━━ Data provided

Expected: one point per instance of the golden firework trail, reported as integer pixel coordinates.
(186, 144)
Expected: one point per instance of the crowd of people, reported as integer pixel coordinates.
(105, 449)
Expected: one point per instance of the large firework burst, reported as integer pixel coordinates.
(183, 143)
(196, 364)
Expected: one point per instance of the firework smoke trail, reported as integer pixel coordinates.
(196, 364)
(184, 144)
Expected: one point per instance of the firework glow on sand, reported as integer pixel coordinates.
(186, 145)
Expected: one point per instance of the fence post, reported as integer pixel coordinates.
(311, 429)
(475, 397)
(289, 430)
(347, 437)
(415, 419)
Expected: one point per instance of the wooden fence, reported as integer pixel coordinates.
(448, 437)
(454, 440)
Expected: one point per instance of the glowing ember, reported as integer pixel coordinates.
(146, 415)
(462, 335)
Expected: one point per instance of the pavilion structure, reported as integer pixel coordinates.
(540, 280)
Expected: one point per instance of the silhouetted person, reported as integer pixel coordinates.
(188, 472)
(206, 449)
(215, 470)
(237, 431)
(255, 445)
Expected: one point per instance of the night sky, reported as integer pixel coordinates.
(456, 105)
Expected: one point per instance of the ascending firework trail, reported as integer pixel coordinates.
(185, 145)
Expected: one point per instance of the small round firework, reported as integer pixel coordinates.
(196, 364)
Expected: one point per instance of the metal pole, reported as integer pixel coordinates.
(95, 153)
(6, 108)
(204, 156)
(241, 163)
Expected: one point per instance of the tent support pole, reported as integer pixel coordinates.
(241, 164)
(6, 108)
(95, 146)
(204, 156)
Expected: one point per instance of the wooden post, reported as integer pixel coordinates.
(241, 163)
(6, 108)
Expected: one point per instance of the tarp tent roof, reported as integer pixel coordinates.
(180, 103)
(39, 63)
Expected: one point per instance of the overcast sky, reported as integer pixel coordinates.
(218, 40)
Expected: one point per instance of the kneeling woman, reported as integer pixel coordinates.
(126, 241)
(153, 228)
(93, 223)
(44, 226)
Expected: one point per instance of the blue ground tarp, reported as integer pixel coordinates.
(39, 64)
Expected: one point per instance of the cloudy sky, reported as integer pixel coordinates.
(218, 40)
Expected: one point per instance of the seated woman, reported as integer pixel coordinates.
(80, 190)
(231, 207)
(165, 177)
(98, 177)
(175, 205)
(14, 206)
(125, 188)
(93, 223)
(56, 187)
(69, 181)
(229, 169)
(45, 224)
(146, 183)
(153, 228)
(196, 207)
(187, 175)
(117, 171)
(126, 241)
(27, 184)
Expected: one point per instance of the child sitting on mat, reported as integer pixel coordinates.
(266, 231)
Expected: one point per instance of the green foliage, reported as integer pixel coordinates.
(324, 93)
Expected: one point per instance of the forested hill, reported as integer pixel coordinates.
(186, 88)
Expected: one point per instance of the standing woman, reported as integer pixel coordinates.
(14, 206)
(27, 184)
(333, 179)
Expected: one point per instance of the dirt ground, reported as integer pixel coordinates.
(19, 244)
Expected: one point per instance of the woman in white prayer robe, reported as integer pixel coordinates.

━━━━

Reproduce nothing but the lines from the line containing "Expected: one point per instance of the wooden post, reported" to the last line of the data, each exactly as written.

Expected: one point per instance of the wooden post, reported as integer pixel coordinates.
(241, 163)
(6, 108)
Expected: one point per instance of the tarp tent roof, reported as integer pixel coordinates.
(180, 103)
(39, 63)
Expected: one point per instance of the overcast sky, reported as integer pixel coordinates.
(218, 40)
Expected: one point per instance of the kneeling woman, reported as integer pixel coordinates.
(126, 241)
(153, 228)
(93, 223)
(44, 226)
Expected: one point per instance of the blue ground tarp, reported as integer pixel coordinates.
(39, 64)
Expected: one point per instance of the cloudy sky, reported as integer pixel coordinates.
(218, 40)
Expected: one point per instance of the seated woman, reported as integer pixel coordinates.
(80, 190)
(231, 207)
(165, 177)
(98, 177)
(175, 205)
(14, 206)
(125, 188)
(93, 223)
(56, 187)
(69, 181)
(229, 169)
(45, 224)
(146, 183)
(153, 228)
(196, 207)
(187, 175)
(117, 171)
(126, 241)
(27, 184)
Expected: one point per instance of the child sitting on mat, reported as integer pixel coordinates.
(266, 231)
Expected: one point per instance of the green foliage, reported as integer pixel coordinates.
(324, 93)
Expected: one point per instance of the forested hill, reported as integer pixel coordinates.
(186, 88)
Expected: one point per instance of the standing woman, reported as integer pixel coordinates.
(14, 206)
(27, 184)
(333, 179)
Expected: one point per instance of the dirt ground, reported as integer pixel coordinates.
(19, 244)
Expected: one point per instance of the woman in white prayer robe, reported as integer pixel coordinates.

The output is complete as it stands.